Basically, Lance was put on an ergometer (that's a stationary bike with some fancy electronics to you and me), and his maximal oxygen uptake, power output, and efficiency were measured. His body fat percentage was measured. They tested his lactate threshold. Dr. Coyle was then able to compare this data to to information obtained from testing Lance earlier in his career. I found the data and comparison very interesting.
In the mid 90's, Lance's weight varied between 76 and 80 kg (167 and 176 lbs), while his fat-free body mass was around 70 kg. So, Lance was carrying between 6-10 kg of fat, even though he was a world class cyclist. His maximal oxygen uptake was measured at around 6.11 liters per minute, or 81.2 mL per kilogram of his body weight. Post-cancer, there was a dramatic change here, which Coyle reports is responsible for perhaps half of his performance improvement. Lance lost 4-7 kg of his body weight/body fat (about 10%). As he re-trained post-illness, he was meticulous with his diet to ensure he did not carry any extra weight into the race season. Thus, he is able to use more oxygen per kilogram of body weight that he did before.
The second important point is efficiency. Lance's efficiency (that is, the amount of power he makes using a set amount of oxygen) improved by 8% over the years. Taken together, we find that Lance's power output per kilogram of body weight increased to the tune of 18%. In 1992, he was able to generate about 374 watts at his LT. In 1999, that number rose to 404, a significant improvement. The interesting point here is the proposed mechanism of this increase in efficiency. Coyle hypothesizes that this could reflect a conversion of fast twitch to slow twitch fibers. His earlier work has shown that efficiency is positively correlated with slow twitch fiber percentage. However, it is important to note that the research showing it is possible to convert fast twitch muscle fibers into slow twitch muscle fibers with endurance training has only been done in rats. I don't deny it is possible, I'm just saying that there isn't any human research to look at. Finally, Coyle notes that Lance's cadence has increased over time, which also may correlate with an increased number of slow twitch muscle fibers.
The question is: what can we learn from this? Well, there are a couple of important points. Firstly, to increase efficiency, you need to train a lot. Although we may not achieve the degree of improvement someone like Lance is capable of, there is no reason to believe that the average athlete will not improve his/her efficiency through consistent application of training. Secondly, it is important to come as close to optimal body weight as is possible. Every pound you lose is a pound you are not hauling up a hill. Your VO2max (when calculated relative to body weight) goes up when you lose fat mass. It must. This will translate into a real, tangible performance benefit. Put down the chalupa and step away from the counter.
Until next time, happy training!
References:
Coyle, EF. Improved muscular efficiency displayed as Tour de France Champion Matures. J Appl Physiol, in press. (3/17/2005).

____

> **Instructions to follow**
Answer these questions about the cycling physiology passage:
1. What machine was Lance put on for testing?
2. What was his maximal oxygen uptake in the mid-'90s, in liters per minute?
3. How many watts could he generate at his LT in 1999?
The records that follow are separate material, unrelated to the text above.

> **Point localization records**

____

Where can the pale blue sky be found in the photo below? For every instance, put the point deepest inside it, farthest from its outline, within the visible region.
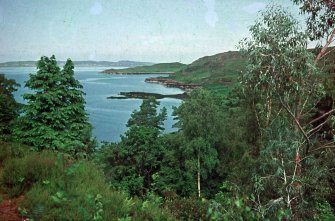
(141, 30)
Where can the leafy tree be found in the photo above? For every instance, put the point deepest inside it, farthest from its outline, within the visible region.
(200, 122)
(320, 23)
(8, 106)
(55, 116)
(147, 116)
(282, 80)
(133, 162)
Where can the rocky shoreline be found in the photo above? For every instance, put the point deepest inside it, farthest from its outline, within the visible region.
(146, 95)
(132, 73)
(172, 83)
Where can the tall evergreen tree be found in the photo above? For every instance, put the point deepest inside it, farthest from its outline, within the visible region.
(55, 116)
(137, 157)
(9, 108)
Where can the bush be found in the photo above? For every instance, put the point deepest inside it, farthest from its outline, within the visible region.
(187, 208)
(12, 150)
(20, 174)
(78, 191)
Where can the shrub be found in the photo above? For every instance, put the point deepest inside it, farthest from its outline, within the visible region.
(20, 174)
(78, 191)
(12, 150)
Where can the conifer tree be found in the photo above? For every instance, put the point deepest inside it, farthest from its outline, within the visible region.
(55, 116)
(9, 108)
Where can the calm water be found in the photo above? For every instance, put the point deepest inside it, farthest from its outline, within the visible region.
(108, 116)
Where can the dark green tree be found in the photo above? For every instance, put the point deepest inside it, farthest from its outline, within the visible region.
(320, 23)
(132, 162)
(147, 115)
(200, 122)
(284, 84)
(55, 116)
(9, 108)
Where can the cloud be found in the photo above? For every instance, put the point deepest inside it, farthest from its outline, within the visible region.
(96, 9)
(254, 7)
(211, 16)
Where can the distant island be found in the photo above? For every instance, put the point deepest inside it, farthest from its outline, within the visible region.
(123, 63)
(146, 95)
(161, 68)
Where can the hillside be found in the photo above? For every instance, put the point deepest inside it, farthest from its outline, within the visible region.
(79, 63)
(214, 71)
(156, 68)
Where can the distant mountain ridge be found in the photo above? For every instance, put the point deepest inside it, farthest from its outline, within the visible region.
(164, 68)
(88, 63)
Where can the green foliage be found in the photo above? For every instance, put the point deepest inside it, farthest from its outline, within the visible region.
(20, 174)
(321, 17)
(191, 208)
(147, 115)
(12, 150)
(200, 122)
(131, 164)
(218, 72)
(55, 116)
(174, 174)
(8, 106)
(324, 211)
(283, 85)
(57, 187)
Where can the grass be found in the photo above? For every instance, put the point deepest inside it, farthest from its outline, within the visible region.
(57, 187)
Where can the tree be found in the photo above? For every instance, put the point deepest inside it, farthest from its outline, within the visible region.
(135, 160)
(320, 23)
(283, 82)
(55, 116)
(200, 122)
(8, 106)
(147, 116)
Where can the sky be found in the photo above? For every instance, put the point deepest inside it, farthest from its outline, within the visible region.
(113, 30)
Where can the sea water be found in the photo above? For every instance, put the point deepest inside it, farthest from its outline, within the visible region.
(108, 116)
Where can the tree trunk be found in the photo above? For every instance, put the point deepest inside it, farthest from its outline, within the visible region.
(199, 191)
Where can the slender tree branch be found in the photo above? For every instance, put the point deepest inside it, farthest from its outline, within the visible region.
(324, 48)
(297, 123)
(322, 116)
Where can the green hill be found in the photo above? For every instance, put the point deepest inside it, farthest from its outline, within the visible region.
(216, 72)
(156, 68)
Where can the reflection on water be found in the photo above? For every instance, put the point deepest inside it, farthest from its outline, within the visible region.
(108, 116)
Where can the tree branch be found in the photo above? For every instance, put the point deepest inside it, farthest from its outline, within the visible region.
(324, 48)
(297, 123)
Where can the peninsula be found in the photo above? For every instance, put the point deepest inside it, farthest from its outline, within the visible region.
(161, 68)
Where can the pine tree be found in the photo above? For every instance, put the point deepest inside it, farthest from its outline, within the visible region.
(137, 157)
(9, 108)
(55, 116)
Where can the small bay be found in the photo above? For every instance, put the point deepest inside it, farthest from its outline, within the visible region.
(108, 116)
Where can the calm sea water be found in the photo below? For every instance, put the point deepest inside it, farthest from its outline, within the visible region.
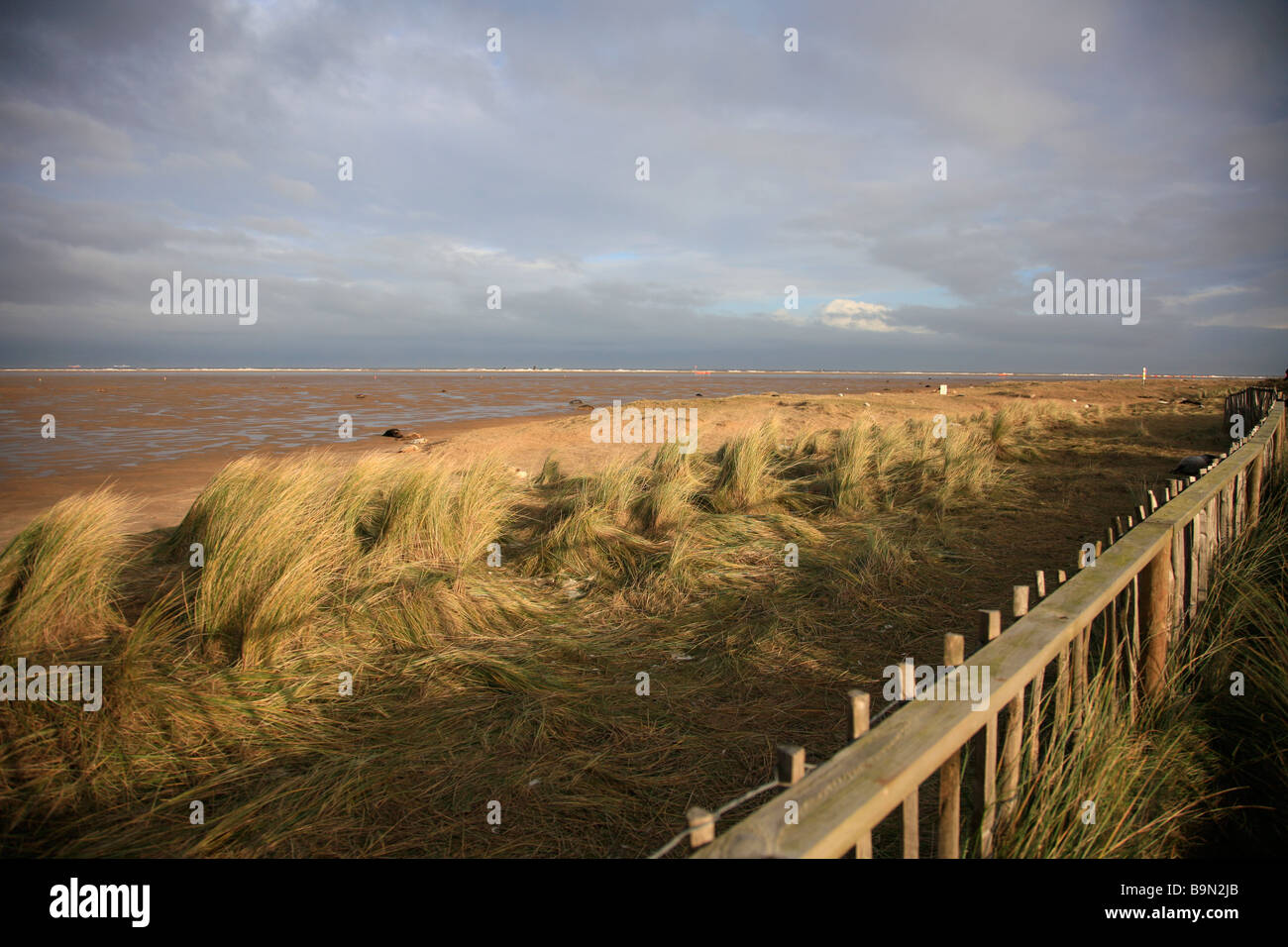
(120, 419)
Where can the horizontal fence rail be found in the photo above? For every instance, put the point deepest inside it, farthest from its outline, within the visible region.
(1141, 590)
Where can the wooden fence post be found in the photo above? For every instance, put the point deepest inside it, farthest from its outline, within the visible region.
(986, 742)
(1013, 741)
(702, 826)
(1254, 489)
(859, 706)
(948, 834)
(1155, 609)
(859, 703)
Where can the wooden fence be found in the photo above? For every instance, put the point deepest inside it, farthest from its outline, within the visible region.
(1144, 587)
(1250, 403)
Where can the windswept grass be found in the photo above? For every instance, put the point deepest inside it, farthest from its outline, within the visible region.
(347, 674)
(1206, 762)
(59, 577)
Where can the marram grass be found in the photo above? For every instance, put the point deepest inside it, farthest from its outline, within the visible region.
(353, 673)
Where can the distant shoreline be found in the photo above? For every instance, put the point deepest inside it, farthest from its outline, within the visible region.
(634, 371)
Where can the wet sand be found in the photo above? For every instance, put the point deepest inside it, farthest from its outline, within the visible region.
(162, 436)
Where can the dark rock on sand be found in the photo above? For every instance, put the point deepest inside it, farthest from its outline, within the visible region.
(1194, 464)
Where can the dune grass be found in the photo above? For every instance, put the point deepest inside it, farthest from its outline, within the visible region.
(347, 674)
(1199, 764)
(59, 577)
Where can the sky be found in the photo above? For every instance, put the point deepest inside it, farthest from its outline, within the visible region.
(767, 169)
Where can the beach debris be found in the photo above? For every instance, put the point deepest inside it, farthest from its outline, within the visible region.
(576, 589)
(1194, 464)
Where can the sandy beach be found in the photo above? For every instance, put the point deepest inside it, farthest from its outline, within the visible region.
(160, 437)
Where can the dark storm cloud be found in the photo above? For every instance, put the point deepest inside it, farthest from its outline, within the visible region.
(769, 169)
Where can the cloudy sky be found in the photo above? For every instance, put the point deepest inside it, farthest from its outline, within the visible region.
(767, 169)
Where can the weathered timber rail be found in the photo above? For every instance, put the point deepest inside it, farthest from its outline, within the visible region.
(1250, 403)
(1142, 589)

____

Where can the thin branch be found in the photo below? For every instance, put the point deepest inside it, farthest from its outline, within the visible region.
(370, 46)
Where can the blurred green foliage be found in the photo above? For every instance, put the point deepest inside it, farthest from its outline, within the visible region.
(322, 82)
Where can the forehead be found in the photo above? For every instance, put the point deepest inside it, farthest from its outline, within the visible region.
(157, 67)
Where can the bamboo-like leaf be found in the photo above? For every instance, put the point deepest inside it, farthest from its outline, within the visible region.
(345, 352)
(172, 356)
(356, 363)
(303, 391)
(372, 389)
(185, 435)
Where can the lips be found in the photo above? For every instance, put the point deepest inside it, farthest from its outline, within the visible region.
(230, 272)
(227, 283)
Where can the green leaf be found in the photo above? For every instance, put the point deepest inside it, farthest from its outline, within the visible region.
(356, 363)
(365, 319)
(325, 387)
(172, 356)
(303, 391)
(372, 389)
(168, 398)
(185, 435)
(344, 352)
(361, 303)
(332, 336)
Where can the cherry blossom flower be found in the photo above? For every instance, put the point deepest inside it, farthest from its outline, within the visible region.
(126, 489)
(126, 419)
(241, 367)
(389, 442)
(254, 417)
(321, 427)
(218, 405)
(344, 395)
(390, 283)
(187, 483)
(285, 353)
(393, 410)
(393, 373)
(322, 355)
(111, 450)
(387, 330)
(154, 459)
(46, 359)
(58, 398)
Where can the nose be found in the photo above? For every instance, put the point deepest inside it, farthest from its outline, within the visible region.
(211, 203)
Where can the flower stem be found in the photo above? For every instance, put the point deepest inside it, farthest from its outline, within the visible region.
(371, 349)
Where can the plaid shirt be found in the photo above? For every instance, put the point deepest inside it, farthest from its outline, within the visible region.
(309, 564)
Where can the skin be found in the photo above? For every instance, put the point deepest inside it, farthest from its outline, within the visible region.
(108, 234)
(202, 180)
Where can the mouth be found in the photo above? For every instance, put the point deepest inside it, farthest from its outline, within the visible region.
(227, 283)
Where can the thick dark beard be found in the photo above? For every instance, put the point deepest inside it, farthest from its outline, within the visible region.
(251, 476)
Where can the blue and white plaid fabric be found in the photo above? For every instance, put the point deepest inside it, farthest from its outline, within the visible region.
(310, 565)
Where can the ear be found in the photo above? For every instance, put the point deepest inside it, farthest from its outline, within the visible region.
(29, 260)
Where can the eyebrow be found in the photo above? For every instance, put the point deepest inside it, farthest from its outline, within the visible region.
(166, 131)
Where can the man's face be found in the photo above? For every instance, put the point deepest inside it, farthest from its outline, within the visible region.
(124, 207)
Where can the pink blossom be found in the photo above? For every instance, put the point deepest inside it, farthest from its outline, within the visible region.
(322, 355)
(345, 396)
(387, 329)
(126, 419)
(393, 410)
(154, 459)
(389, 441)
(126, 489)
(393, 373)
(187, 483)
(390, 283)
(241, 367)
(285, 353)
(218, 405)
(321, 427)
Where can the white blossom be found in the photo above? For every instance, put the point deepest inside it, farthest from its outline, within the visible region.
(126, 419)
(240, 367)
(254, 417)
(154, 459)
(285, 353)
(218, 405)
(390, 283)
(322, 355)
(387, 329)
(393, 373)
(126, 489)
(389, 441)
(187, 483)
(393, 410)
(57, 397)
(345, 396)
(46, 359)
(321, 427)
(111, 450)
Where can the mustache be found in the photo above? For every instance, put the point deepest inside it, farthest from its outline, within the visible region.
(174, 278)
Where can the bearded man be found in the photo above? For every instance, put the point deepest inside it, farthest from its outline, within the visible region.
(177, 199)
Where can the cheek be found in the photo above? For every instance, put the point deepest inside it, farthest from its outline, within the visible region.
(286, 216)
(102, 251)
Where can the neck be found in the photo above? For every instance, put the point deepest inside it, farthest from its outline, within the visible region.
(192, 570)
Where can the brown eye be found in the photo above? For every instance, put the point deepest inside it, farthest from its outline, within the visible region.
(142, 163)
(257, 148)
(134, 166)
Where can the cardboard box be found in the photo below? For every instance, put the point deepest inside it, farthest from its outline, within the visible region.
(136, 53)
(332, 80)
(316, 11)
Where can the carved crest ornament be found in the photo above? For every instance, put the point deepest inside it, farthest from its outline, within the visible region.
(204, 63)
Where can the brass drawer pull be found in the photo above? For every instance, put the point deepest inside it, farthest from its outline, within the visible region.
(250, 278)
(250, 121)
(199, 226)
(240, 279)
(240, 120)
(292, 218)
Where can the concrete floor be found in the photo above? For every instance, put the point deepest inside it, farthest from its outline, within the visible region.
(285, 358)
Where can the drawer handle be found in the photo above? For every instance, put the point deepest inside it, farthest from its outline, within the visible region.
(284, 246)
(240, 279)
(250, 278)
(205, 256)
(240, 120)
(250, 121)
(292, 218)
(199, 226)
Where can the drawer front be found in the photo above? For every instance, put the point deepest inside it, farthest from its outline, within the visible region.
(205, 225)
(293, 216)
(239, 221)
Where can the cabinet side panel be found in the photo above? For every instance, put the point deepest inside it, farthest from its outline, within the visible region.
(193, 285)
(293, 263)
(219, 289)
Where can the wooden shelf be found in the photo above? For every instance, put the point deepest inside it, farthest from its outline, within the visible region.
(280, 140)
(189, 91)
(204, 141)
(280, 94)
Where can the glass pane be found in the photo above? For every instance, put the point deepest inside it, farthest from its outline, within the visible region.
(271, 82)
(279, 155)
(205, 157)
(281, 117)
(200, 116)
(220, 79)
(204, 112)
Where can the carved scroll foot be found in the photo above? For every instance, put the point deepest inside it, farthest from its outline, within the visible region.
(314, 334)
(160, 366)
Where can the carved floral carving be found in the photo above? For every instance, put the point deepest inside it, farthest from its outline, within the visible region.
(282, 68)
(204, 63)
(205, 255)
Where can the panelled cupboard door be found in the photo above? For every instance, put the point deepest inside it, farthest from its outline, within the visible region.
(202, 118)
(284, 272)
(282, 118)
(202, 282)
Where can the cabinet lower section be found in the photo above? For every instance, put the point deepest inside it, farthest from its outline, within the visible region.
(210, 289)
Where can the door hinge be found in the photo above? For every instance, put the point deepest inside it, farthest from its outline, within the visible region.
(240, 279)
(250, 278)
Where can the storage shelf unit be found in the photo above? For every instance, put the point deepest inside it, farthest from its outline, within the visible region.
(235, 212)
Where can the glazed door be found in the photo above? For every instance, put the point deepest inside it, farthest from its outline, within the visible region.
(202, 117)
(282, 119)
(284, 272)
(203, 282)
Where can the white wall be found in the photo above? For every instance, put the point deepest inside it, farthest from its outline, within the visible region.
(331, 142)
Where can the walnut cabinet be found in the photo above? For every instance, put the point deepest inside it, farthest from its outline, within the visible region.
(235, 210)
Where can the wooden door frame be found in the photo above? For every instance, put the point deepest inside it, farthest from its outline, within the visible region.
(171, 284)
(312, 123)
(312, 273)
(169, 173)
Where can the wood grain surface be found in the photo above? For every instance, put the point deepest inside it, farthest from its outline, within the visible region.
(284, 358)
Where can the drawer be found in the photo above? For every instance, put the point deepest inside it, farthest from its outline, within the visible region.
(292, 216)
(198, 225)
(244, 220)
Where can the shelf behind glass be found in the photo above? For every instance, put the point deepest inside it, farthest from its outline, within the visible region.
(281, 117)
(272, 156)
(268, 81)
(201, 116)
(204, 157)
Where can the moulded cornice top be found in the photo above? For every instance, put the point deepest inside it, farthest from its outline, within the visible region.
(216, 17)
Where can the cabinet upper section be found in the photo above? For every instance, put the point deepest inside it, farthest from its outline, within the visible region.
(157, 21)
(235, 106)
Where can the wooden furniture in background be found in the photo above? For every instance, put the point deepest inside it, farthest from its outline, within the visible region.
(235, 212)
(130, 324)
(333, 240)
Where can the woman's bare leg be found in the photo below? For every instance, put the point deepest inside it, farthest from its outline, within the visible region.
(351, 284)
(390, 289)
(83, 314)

____

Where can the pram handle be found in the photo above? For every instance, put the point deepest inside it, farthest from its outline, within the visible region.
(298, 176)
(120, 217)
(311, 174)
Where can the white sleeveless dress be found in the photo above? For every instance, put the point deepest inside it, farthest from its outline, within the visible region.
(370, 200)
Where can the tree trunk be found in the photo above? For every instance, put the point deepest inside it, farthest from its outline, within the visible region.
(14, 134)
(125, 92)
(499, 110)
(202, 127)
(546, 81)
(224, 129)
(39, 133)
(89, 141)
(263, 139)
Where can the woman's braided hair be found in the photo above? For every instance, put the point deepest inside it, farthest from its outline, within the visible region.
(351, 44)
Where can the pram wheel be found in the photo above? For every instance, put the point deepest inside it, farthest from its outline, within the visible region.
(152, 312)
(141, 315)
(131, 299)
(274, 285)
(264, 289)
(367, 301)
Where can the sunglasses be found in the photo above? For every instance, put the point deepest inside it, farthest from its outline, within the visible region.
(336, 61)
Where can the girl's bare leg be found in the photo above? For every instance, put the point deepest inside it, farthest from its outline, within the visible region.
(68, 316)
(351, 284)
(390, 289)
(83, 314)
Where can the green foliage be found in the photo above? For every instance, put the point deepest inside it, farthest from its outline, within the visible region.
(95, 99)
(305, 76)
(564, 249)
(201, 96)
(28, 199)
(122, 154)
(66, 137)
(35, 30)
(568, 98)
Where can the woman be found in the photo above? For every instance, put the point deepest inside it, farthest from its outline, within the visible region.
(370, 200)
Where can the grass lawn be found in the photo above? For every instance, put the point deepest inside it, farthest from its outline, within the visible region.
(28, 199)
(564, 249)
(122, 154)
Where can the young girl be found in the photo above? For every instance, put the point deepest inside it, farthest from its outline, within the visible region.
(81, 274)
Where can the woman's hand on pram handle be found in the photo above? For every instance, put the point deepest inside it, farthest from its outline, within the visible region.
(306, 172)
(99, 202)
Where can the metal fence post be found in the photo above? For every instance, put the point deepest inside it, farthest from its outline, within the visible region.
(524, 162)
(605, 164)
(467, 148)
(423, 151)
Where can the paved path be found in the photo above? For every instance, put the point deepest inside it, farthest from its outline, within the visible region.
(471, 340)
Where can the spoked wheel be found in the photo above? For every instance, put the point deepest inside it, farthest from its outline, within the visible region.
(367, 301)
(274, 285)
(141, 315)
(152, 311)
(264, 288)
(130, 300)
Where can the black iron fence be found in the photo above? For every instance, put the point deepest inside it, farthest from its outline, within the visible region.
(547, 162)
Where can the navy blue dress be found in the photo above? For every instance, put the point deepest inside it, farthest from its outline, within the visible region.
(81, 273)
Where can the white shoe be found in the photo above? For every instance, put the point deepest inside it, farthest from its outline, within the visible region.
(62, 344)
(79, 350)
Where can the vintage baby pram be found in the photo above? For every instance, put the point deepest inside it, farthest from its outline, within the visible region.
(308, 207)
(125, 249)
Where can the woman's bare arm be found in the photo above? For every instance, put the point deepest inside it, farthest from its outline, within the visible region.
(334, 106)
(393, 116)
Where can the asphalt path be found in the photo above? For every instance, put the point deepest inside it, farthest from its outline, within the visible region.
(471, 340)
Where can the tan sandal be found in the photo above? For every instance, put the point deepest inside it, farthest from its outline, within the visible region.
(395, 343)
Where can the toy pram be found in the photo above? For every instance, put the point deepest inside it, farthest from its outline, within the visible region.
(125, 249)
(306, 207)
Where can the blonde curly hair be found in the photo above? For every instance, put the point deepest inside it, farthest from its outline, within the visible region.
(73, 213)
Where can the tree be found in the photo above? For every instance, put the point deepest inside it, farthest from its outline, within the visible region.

____

> **Output**
1. An ergometer
2. About 6.11 liters per minute
3. 404 watts